Data entries
>>>>>

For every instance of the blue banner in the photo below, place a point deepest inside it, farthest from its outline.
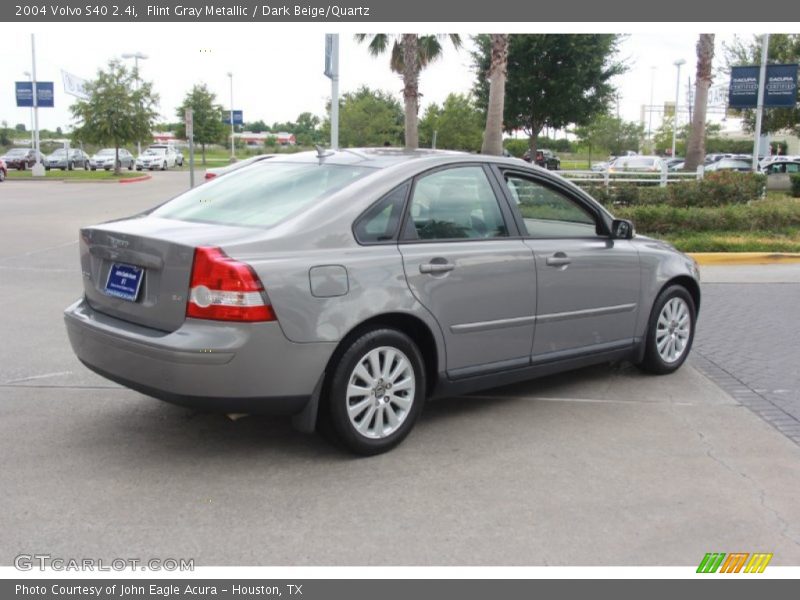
(44, 94)
(781, 87)
(238, 117)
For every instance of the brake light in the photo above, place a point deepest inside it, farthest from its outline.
(223, 289)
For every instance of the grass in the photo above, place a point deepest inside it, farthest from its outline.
(737, 241)
(77, 175)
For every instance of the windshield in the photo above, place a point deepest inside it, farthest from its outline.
(260, 195)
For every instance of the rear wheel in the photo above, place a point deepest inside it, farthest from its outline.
(377, 391)
(670, 331)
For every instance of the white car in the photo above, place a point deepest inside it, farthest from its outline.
(156, 157)
(104, 159)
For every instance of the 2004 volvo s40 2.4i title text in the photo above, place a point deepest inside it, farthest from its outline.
(347, 287)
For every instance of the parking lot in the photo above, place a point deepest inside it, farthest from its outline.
(605, 466)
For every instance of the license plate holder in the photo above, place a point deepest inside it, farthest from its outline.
(124, 281)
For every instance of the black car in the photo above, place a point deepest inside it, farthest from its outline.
(19, 158)
(544, 158)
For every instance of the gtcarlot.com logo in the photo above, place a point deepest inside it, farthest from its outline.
(736, 562)
(42, 562)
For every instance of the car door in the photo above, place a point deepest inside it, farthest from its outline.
(588, 284)
(462, 263)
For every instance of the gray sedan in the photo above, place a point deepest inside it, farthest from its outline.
(345, 288)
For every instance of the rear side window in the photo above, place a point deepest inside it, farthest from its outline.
(260, 195)
(381, 222)
(455, 203)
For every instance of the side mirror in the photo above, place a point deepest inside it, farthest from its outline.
(621, 229)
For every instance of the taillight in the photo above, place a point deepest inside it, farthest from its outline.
(223, 289)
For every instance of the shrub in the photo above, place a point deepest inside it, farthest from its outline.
(721, 188)
(764, 215)
(795, 179)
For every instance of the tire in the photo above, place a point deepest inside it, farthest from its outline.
(671, 326)
(371, 430)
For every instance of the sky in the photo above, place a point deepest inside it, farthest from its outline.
(277, 68)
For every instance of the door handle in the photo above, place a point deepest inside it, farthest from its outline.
(436, 267)
(559, 259)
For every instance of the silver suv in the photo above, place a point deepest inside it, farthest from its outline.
(348, 287)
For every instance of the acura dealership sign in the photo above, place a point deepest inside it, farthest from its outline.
(781, 90)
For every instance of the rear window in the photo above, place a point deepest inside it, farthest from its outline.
(260, 195)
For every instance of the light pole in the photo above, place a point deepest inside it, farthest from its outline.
(678, 64)
(136, 56)
(650, 106)
(233, 151)
(33, 134)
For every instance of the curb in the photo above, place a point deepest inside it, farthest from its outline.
(744, 258)
(136, 179)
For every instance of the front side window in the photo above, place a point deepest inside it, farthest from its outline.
(548, 213)
(456, 203)
(260, 195)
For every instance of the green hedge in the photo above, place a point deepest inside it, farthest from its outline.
(764, 215)
(716, 189)
(795, 179)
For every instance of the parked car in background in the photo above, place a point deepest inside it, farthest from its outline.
(19, 158)
(67, 159)
(217, 171)
(348, 286)
(156, 157)
(544, 158)
(730, 164)
(104, 159)
(637, 164)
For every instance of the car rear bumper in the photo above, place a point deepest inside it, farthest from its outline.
(209, 365)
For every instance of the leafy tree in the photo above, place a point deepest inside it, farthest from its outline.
(498, 68)
(367, 118)
(410, 53)
(120, 109)
(554, 80)
(696, 149)
(610, 134)
(458, 124)
(306, 130)
(783, 48)
(207, 117)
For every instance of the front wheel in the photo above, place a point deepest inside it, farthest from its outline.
(670, 331)
(377, 391)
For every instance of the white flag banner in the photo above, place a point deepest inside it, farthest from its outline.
(74, 85)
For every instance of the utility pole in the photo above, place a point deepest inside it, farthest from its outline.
(38, 168)
(762, 86)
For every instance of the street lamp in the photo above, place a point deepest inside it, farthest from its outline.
(650, 106)
(678, 64)
(33, 133)
(136, 56)
(233, 151)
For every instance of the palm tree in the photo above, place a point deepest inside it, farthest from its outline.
(696, 149)
(493, 135)
(410, 53)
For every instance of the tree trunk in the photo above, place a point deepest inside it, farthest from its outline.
(411, 69)
(696, 149)
(117, 170)
(493, 134)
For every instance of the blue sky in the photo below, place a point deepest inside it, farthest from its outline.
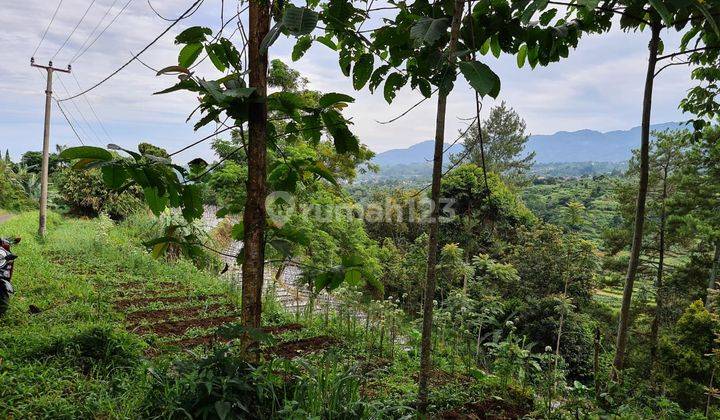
(598, 87)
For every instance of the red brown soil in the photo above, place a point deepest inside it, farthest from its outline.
(182, 326)
(126, 303)
(279, 329)
(138, 284)
(136, 293)
(133, 318)
(488, 409)
(440, 378)
(291, 349)
(207, 340)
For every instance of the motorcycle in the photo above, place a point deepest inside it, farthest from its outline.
(6, 269)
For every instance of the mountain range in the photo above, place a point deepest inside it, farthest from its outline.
(563, 146)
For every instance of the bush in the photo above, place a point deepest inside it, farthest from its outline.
(540, 321)
(85, 193)
(97, 347)
(12, 195)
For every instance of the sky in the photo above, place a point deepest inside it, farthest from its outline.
(598, 87)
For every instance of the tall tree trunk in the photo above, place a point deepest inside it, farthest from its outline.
(715, 269)
(659, 279)
(254, 215)
(426, 343)
(624, 322)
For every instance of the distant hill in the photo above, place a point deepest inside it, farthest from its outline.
(589, 145)
(418, 153)
(577, 153)
(563, 146)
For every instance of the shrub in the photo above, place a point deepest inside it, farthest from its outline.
(98, 347)
(85, 193)
(540, 321)
(12, 195)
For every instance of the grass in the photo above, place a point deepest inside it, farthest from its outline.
(83, 335)
(75, 358)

<<<<<

[ABOUT THIS TASK]: If a record holds a picture, leave the picture out, but repeat every line exactly.

[WRITTEN ANSWER]:
For every instance of the blue banner in the photo below, place a point deepest inside it, farthest from its outline.
(44, 94)
(781, 87)
(238, 117)
For every instance of the brake light in the photo above, place a point deepest inside it, farthest from its outline.
(223, 289)
For every instance of the grass in the photo above, place a point deepest inside it, farthest from its outline.
(737, 241)
(77, 175)
For every instance of the windshield in the photo above, place a point deepest inside it, farthest from its outline.
(260, 195)
For every instance of the rear wheel in the photo above, place a point deepest inside it, farthest from its outline.
(377, 391)
(670, 331)
For every instance of the white car in the photo above, place a point deepest inside it, farthest from its outline.
(156, 157)
(104, 159)
For every instance of the 2004 volvo s40 2.4i title text in the photo above, place a point deepest inside it, farthest from its outline.
(347, 287)
For every instance of the parking lot in the photo above, place a point deepest inside it, farthest from its outline.
(605, 466)
For every instance of the license plate holder in the photo above, place a point deepest inside it, farthest from its outline.
(124, 281)
For every instance of the black car in the photo above, place a point deepest inside it, farthest from its outline.
(19, 158)
(544, 158)
For every instance of the gtcarlot.com logo in the photo above, place a point deepest inside it, farthest from its outline.
(736, 562)
(42, 562)
For every instance of the car door in the photo above, place a point deepest inside it, farthest from its outline.
(588, 284)
(462, 263)
For every instance of the gray sedan in the photo above, place a point deepest inside it, farthest from its outline.
(345, 288)
For every instance of the rear side window in the photo above, place a point deepest inside it, farthest from its outline.
(260, 195)
(381, 222)
(455, 203)
For every instance of the side mirror in the photo above, place a point deepest inside it, farthest from its outline.
(621, 229)
For every instance of the taillight in the photo above, place a point deepest inside it, farthest from its outline.
(223, 289)
For every instance of the shrub in the photo above, place a point deepest inside it, farthest from its outline.
(721, 188)
(764, 215)
(795, 179)
For every instance of the tire in the photo above, place a point deepest inside it, farthest from its outline.
(671, 326)
(371, 430)
For every instance of the sky in the photo above, place a point deepest inside it, farthest from its outline.
(277, 68)
For every instance of the door handle in the photo above, place a point deepest inside it, farthest from its outline.
(436, 267)
(559, 259)
For every instance of the silver suv in the photo above, place a point deepest inside it, farthest from its outline.
(348, 287)
For every instance of the acura dealership sign in the photo above, place a point deepest inside it, farthest from its outline.
(781, 90)
For every instance of the rear window in the photo above, place a point deepest inside it, farthest from its outline.
(260, 195)
For every instance of the light pole in the photo above, place a point deepest inside it, farthest from its outline.
(678, 64)
(136, 56)
(650, 106)
(233, 151)
(33, 134)
For every instance of the curb in the photo above, place a point deepest inside it, farthest from its outline.
(744, 258)
(136, 179)
For every instance of the front side window in the photo above, place a point deepest inside it, farthest from its outline.
(548, 213)
(456, 203)
(260, 195)
For every instance of the green hedge in the photo above, place a point deepest inside it, farthest from its outline.
(764, 215)
(716, 189)
(795, 179)
For every instance of the parked car in background in the photo above, place a point deepest inside it, farthest from its outline.
(19, 158)
(67, 159)
(217, 171)
(348, 286)
(156, 157)
(544, 158)
(730, 164)
(104, 159)
(637, 164)
For every instance of the car rear bumper in the photo above, place a point deepest inside it, farthest from its outline.
(209, 365)
For every instance of the leafy tree in the photo above, place a point deepest inside it, farthest from its outline.
(498, 68)
(367, 118)
(410, 53)
(120, 109)
(554, 80)
(696, 149)
(610, 134)
(458, 124)
(306, 130)
(783, 48)
(207, 117)
For every instance of the front wheel in the photo above, place a point deepest inside it, farthest from its outline.
(670, 331)
(377, 391)
For every instance of the white flag banner in the photo above, place a point deepest inside it, farthest from its outline.
(74, 85)
For every instance of the utility pole in the photo above, place a point deepest inside it, farthest from its outline.
(38, 168)
(762, 86)
For every instance of the street lamp in the photo above, place a point deepest inside it, farthest from its outline.
(650, 106)
(678, 64)
(33, 133)
(136, 56)
(233, 151)
For every instance of the palm tree in the photo above, place a point deepest inside it, farthest from its outline.
(696, 149)
(493, 135)
(410, 53)
For every instance of the tree trunk in the photo above, place a point deepest inside it, farthest from its outline.
(411, 69)
(696, 149)
(117, 170)
(493, 134)
For every instance of the blue sky in the photo below, place a point deepest inside it, farthest from its outline.
(598, 87)
For every instance of the red brown soil in the photo above, place a point deepest inside it, farthest from its outline.
(182, 326)
(126, 303)
(279, 329)
(138, 284)
(136, 293)
(133, 318)
(488, 409)
(440, 378)
(291, 349)
(207, 340)
For every instance of the motorcycle in the photo above, place a point deepest inside it, farthest from its outline.
(6, 269)
For every instance of the mountain range in the photo above, place a point deepest inside it, farthest from its outline.
(563, 146)
For every instance of the bush in the photo above, place a point deepest inside it, farthest from its outline.
(540, 321)
(85, 193)
(97, 347)
(12, 195)
For every instance of the sky in the photo above, place a point deepest inside it, farthest from its outline.
(598, 87)
For every instance of the tall tree trunk in the photo above, place a point deepest inside it, farthest from its outline.
(715, 269)
(659, 279)
(254, 215)
(426, 343)
(624, 322)
For every instance of the distant hill in the photo above, place a point deepest inside it, farthest from its outline.
(589, 145)
(418, 153)
(577, 153)
(563, 146)
For every instance of the shrub in the photo above, place a point deepest inside it, farthest from its outline.
(98, 347)
(85, 193)
(540, 321)
(12, 195)
For every instance of the grass in the photo above, place a point deepest inside it, farthest from its outline.
(83, 335)
(75, 358)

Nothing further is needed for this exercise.